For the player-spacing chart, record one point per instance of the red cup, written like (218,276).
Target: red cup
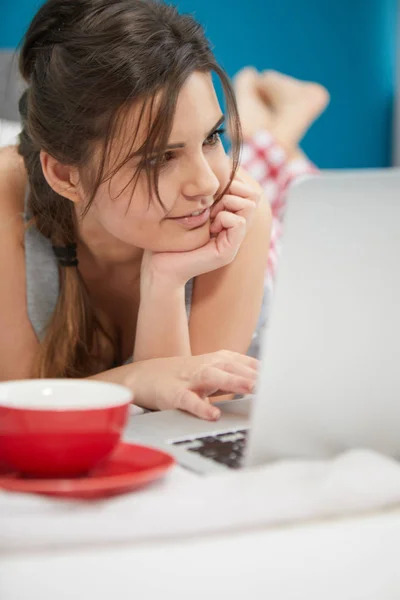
(60,427)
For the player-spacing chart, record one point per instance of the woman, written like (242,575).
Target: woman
(110,87)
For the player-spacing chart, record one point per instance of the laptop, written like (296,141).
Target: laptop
(329,377)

....

- **Task goal**:
Go through the records above and write out every line exactly, passing over the pictures.

- **Response**:
For the player-spacing chart, record one point per instance of the red cup, written like (218,276).
Target: red cup
(60,427)
For the player-spacing chart, record one point per instance of the woman, written like (242,575).
Target: woman
(110,87)
For the player-spacing chart, record one point per instance of the laptop, written like (296,141).
Target: laptop
(329,377)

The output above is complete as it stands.